SOURCE RECORDS -
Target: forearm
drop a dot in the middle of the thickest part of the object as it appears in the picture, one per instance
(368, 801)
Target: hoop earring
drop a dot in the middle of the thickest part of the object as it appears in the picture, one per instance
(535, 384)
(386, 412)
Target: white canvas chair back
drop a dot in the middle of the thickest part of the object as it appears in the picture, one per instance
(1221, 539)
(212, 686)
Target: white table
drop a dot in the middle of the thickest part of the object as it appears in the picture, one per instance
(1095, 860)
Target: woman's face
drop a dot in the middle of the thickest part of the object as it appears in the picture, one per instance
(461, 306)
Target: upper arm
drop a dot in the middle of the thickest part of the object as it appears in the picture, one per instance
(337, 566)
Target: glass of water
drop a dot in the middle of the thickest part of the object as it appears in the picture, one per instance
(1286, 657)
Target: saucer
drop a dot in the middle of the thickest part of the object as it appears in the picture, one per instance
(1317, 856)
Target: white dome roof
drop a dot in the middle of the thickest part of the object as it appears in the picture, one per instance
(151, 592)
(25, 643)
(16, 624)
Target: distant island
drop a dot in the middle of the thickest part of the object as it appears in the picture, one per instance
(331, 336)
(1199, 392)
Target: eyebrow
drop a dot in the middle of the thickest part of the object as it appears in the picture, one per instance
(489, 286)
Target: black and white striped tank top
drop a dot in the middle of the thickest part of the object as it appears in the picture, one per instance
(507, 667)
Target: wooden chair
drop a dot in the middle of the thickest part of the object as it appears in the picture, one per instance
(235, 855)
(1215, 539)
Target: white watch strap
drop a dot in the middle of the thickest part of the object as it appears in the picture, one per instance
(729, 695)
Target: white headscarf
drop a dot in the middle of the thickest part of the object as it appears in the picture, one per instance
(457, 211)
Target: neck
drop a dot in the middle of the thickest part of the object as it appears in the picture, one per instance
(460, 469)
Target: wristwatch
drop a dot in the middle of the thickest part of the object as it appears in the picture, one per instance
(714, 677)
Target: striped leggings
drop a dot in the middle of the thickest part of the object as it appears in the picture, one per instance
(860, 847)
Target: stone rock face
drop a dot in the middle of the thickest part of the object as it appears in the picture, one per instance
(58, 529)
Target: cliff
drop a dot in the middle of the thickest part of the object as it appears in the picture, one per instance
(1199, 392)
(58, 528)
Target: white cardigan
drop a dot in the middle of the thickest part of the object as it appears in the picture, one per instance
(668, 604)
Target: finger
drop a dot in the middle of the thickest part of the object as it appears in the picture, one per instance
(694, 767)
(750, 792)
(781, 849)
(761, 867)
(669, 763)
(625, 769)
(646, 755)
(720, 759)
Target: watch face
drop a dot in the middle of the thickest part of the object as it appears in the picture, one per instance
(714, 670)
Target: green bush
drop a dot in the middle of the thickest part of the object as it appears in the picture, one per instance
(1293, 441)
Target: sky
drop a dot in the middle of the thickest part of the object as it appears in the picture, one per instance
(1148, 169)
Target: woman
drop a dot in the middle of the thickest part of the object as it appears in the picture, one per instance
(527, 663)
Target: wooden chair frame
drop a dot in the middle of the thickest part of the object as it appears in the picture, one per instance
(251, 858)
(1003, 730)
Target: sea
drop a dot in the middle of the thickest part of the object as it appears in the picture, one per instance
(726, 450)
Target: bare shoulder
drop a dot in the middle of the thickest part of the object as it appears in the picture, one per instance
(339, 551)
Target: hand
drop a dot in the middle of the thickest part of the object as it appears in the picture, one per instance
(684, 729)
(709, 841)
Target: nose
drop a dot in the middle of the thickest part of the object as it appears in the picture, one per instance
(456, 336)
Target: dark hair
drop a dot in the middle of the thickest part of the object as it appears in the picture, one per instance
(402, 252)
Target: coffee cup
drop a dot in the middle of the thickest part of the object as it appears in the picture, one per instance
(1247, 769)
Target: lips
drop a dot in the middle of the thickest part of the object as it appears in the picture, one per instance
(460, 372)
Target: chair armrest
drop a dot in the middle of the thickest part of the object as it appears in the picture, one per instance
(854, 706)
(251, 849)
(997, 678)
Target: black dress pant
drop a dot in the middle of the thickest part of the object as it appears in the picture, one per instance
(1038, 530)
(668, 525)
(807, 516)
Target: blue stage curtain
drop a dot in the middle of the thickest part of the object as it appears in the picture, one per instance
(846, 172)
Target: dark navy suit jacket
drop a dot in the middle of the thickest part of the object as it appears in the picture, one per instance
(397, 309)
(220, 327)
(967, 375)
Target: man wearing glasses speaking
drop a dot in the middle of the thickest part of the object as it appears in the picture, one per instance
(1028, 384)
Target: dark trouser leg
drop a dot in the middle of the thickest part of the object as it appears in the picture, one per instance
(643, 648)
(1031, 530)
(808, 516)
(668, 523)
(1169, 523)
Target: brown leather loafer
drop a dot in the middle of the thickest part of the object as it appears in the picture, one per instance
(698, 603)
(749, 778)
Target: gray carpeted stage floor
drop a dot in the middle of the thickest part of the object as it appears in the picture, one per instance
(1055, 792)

EXERCISE BRIEF -
Repeat all the entries word for word.

EXERCISE SOLUTION -
Target: forearm
drop a dot in the middle of the thickest part of the object as it appears in the picture, one per instance
(368, 801)
Target: hoop earring
drop a dot in the middle of the thickest part of the object as it appears in the picture, one per instance
(535, 384)
(386, 412)
Target: white canvas chair back
drop a dot in the middle of the thickest part of the object as it appears in the picture, one per instance
(1221, 539)
(212, 686)
Target: white table
drop a dot in the middle of the thickest part of the object as it appears in the picture, one per instance
(1095, 860)
Target: woman's face
drop a dot in the middle of the thickest part of the object as it appears in the picture, one per instance
(461, 306)
Target: upper arm
drop a dot in the middle of the thickest part of the object as it appears in the picture, one per instance
(337, 566)
Target: glass of water
drop a dot in the middle of the thickest part of the object as it appears in the picture, one per instance
(1286, 657)
Target: saucer
drop a dot in the middle of the thickest part of the object as it appears in the picture, one per instance
(1317, 856)
Target: white dome roof
drop a dot in the middle of the thickest part of the object as it appears in the picture, one per instance
(151, 592)
(25, 643)
(16, 624)
Target: distant island
drop a dot in the middle of the thickest part of the object as it appears in the picture, one per instance
(331, 336)
(1199, 392)
Target: eyebrow
drop a dot in the middle of the thickest part of the object as it appears in the picture, one per instance
(489, 286)
Target: black and white striped tank top
drop a dot in the middle of the thickest part of the object as it appears in the picture, one per instance
(507, 667)
Target: wooden chair
drop a dot in the middle of the thickest part of the object as it appears in the picture, one per instance
(235, 855)
(1215, 539)
Target: white watch strap
drop a dot in the middle of the thickest part of the object as it appears in the picture, one per instance
(729, 695)
Target: white headscarf
drop a dot in the middle of the thickest part of the object as it appears in the picture, one per instance
(457, 211)
Target: neck
drop a dot in the middle of the thickest part of the object as it appears in the picture, one per instance
(460, 469)
Target: wristwatch
drop a dot in the middle of the thickest part of the object as it appears in the picture, one per instance
(714, 677)
Target: striped leggings
drop a dot in the middle of the thickest part of the object as it appears in the picture, one per instance
(860, 847)
Target: stone rock face
drop a dot in the middle of the thickest part of the object as it appears in the picture, one per instance
(58, 529)
Target: cliff
drop a dot in the middle of the thickest part of the object as it appears in the picture, one per instance
(1199, 392)
(58, 528)
Target: white cardigan
drop a dot in the middle of the thickest part of the object as it appears in the picture, one per instance
(668, 604)
Target: finger
drop a dot in the middle of the thickest part of the object as it appears in the picture, one per instance
(694, 767)
(750, 792)
(781, 849)
(761, 867)
(669, 763)
(625, 769)
(646, 755)
(720, 759)
Target: watch face
drop a dot in the middle of the thickest part of the object as it appears in the picture, one per instance
(714, 670)
Target: green bush
drop a dot in the middle of the thickest part of the object as it appears in the picture, one per instance
(1293, 441)
Target: sky
drop a dot in the middle of the thickest part of the object as it appears in the picture, one per instance
(1148, 169)
Target: woman
drop a dot in the middle of the thickest part of the object as it appears in the picture, one per instance
(527, 663)
Target: wooden chair frame
drop a dot in the middle of the thickest part of the object as it appears in the picture, one per instance
(251, 858)
(1003, 730)
Target: sea
drop a dot in the middle of the thickest part of the object as it appears in the picture, one per instance
(726, 450)
Target: bare shoulder
drop a dot in the middle of the thickest part of the object as it appears in the picture, one per instance
(339, 551)
Target: hand
drop a dot in the middle of the thickest part of the object as it appears in the picture, one per instance
(684, 729)
(709, 841)
Target: nose
drop a dot in the middle of the thickest part of the object as it appears in the picture, one per instance
(456, 336)
Target: dark hair
drop a dot in the middle of the thickest part of the object as it appears in the picture, one per instance
(402, 252)
Target: coffee cup
drop a dot in the middle of the thickest part of the object as it appears in the picture, one per instance
(1247, 769)
Target: lips
drop a dot in the middle of the thickest part of the object as it appears in the picture, one per instance
(460, 372)
Target: chair armrest
drop a dot in the middle of the thickest part of the object as it appears in the picture, one per instance
(854, 706)
(251, 849)
(997, 678)
Target: black dress pant
drop a dot in the middle of the thickest part of the object as it appears in the picture, one per instance
(1038, 530)
(668, 525)
(807, 516)
Target: blue stage curtain
drop a dot in the middle of the thickest part of the object as it appears in the picture, one per instance
(846, 172)
Target: dark navy suit jacket
drop a dot in the middle of the thickest part of the object as it appears in the picture, one per instance
(397, 309)
(220, 327)
(967, 375)
Target: man wearing glasses speaking
drop a dot in the middle of the thickest part of the object as it appears in the picture, one per instance
(1028, 384)
Target: dark trouser leg
drop a dot in the middle of the thickest part of the object as it appears in the picture, one per instance
(643, 648)
(1031, 530)
(808, 516)
(668, 523)
(1169, 523)
Target: brown leather loafer
drop a dot in the middle of the thickest part of the object as it appears in the picture, one per instance
(698, 603)
(749, 778)
Target: gray carpeted stage floor
drop a dot in the middle of the thickest part of the object as it appears in the picture, one per instance
(1055, 792)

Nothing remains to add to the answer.